**Task to carry out**
Go through the records and write each one out again exactly.

=== Section Start ===

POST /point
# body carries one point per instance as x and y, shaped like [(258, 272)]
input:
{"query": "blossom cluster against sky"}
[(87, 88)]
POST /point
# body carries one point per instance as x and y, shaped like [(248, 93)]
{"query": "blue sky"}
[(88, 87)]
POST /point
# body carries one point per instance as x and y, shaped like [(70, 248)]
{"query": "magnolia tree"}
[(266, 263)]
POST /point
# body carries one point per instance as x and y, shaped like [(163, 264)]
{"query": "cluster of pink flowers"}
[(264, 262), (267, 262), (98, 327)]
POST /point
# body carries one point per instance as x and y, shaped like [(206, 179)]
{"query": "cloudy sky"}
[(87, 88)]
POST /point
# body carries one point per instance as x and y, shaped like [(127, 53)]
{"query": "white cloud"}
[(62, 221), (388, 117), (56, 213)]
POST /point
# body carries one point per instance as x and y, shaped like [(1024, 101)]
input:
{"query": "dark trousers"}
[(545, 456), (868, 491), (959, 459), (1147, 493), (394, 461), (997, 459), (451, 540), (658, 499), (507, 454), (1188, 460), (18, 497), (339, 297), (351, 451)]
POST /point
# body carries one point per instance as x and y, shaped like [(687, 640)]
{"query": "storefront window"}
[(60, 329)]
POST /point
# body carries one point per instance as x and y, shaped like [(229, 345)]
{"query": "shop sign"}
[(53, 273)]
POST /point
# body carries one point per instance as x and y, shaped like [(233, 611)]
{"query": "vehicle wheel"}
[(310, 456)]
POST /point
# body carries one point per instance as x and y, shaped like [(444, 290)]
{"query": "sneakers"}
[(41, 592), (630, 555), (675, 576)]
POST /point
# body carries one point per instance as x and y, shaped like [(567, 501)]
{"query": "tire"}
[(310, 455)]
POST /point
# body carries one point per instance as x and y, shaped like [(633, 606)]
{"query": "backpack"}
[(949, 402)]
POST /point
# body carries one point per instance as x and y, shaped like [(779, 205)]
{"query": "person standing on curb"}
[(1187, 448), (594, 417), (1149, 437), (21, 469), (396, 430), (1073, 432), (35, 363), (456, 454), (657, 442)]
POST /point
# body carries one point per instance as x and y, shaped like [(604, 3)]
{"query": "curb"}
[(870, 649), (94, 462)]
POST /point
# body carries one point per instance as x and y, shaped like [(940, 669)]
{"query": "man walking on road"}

=== Section End ===

**Answer to this task**
POST /point
# body carries one point per instance as x and y, shaped like [(258, 272)]
input:
{"query": "blossom cluster against sky"}
[(87, 88)]
POST /point
# body carries one point per instance as x and y, shaped like [(248, 93)]
{"query": "blue sky"}
[(88, 87)]
POST /point
# body carries one point per instance as x and y, shaped like [(70, 248)]
{"query": "magnolia tree"}
[(266, 263)]
POST /point
# body carries one point per instance as x and y, shaped like [(163, 264)]
{"query": "cluster of pink flowers"}
[(264, 262), (267, 262), (98, 327)]
POST /point
# body carries one point per instance as x and y, shaped like [(206, 179)]
{"query": "cloudy sky"}
[(87, 88)]
POST /point
# body carries one point per instance as x and y, shaped like [(127, 53)]
{"query": "white cloud"}
[(62, 221), (388, 117), (56, 213)]
POST /point
# body carries one point per instance as x and y, shaped like [(1024, 101)]
input:
{"query": "dark trousers"}
[(545, 456), (868, 491), (959, 459), (1147, 493), (394, 461), (997, 459), (451, 540), (658, 499), (507, 454), (1188, 460), (18, 497), (339, 297), (351, 451)]
POST /point
# body carries one point per instance as x and y, shaped like [(687, 640)]
{"query": "storefront window"}
[(60, 329)]
POST /point
# body carries one point per instance as x and y, shaped like [(229, 345)]
{"query": "shop sign"}
[(53, 273)]
POST /point
# body carries one point per instance as x and y, shaped like [(233, 611)]
{"query": "vehicle wheel"}
[(310, 456)]
POST /point
# body carries one point per instance as x and y, shaped like [(444, 290)]
{"query": "sneakers"}
[(41, 592), (630, 555), (675, 576)]
POST /point
# body carries one point per instance as x and y, shaped like [(567, 501)]
{"query": "tire"}
[(310, 455)]
POST /point
# body carries one point per instance as x and y, shaped like [(633, 606)]
{"query": "backpack"}
[(949, 402)]
POST /point
# body carries one point per instance as x and y, shaped like [(779, 205)]
{"query": "person standing on curb"}
[(1187, 448), (594, 417), (1149, 437), (21, 469), (396, 430), (1073, 432), (35, 363), (456, 454), (657, 442)]
POST /point
# body carries one point per instance as x and y, shaped like [(604, 3)]
{"query": "curb"}
[(870, 649), (94, 462)]
POST /point
# body carries one point per instance as x and y, shaped like [(940, 669)]
{"query": "man walking on road"}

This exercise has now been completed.